[Ihre Aufgabe] Fassen Sie den Absatz des Interviews, der mit „Viele der Frauen sind seit Beginn dabei“ beginnt, als kurze Stichpunktliste zusammen und bewahren Sie dabei seine wesentlichen Aussagen.

Wie nimmst du die Motivation bei diesen Frauen wahr? Sind diese „nur“ froh einen Job zu haben oder sehen sie einen tieferen Wert und Weg in dieser Zusammenarbeit?
Viele der Frauen sind seit Beginn dabei, also seit über zehn Jahren. Neben der Tatsache, dass sie bei uns Geld verdienen, erfahren sie Wertschätzung für das, was sie tun. Das ist wahnsinnig wichtig. In jedem Produkt, das sie herstellen, steht der Name der Frau, die es gefertigt hat. Es ist für die meisten nicht nur ein Job. Wir leisten Hilfestellungen bei bürokratischen Angelegenheiten und wachsen zusammen.
Immigranten haben die meiste Zeit ihres Lebens in einer anderen Kultur gelebt und entsprechend auch andere Werte ihrer Person und ihrer Arbeit kennengelernt. Wie kommen sie mit der Integration, verbunden mit Verantwortung und auch Selbstbestimmtheit, klar? Ist Überforderung ein Thema?
Wir versuchen nicht die kulturellen Unterschiede abzubauen oder gar die von uns gelebte Kultur als Leitkultur zu lehren. Die Frauen kommen aus unterschiedlichen Ländern, einige sind verheiratet, andere nicht – alle jedoch sind selbstbestimmt und haben sich bewusst für das Projekt entschieden. Wir versuchen den Prozess der Emanzipation zu fördern, indem wir den Teilnehmerinnen Selbstbewusstsein vermitteln, versuchen aber nicht sie zu verändern.

[Datensatzauszüge]
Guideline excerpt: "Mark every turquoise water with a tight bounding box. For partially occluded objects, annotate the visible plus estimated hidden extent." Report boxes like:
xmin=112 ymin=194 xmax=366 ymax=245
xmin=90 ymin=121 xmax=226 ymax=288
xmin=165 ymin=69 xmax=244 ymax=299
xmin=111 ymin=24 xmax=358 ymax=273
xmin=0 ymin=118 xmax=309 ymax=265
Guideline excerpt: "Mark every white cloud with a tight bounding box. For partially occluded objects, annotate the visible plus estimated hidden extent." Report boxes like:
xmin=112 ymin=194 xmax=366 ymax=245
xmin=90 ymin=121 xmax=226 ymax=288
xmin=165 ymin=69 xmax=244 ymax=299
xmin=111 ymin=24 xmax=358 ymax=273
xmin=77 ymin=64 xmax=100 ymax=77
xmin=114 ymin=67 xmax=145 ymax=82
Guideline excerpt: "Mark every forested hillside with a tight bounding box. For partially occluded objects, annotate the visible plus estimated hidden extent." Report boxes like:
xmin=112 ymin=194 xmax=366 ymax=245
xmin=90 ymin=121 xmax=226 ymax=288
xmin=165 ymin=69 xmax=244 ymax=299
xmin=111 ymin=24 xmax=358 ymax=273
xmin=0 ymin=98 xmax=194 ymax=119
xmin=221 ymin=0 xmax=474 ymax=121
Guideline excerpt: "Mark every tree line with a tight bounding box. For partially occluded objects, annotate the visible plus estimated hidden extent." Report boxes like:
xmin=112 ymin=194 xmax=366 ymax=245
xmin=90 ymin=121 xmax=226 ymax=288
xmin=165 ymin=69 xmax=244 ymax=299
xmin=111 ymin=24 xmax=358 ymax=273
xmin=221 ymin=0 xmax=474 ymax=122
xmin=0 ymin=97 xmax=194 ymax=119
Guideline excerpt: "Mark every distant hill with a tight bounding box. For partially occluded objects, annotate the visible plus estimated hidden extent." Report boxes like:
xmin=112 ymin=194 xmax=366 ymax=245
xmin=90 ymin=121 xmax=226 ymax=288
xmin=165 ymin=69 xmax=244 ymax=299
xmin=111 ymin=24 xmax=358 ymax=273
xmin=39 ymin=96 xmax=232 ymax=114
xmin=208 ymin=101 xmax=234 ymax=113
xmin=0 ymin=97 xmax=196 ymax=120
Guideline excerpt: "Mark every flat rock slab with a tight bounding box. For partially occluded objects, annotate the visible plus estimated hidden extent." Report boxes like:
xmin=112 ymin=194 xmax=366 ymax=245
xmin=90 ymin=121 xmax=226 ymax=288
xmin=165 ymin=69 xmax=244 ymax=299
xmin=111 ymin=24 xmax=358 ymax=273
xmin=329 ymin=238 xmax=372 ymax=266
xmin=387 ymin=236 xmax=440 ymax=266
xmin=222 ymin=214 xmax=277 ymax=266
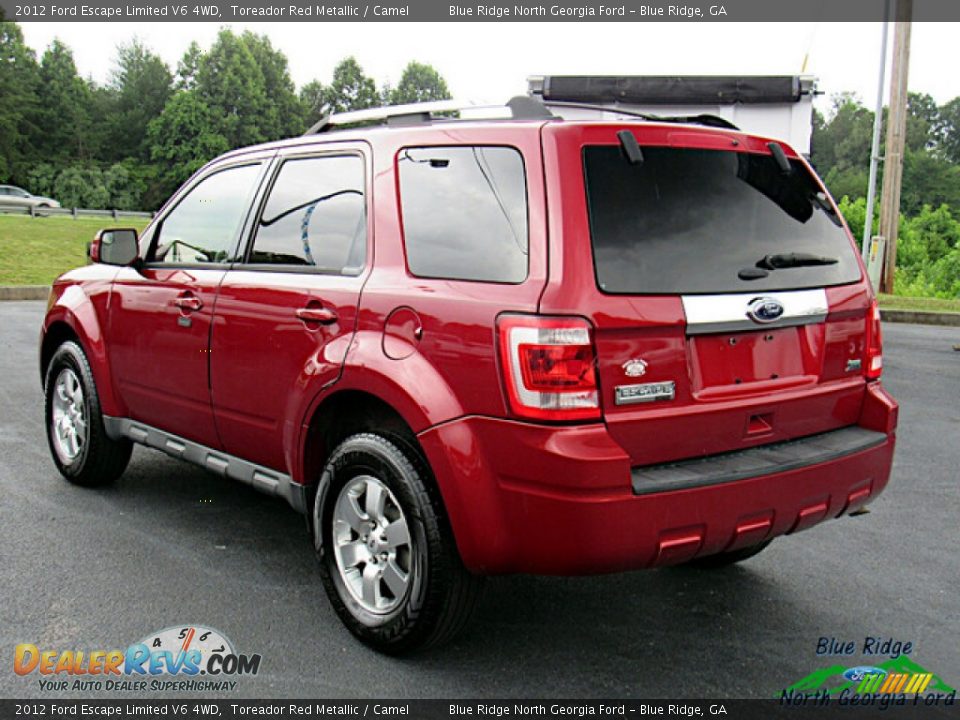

[Antwort]
- Viele der Frauen sind seit Beginn dabei, also seit über zehn Jahren.
- Sie verdienen Geld und erfahren zudem Wertschätzung für ihre Arbeit, was als sehr wichtig gilt.
- In jedem Produkt steht der Name der Frau, die es gefertigt hat.
- Für die meisten ist es nicht nur ein Job.
- Es gibt Hilfestellungen bei bürokratischen Angelegenheiten, und man wächst zusammen.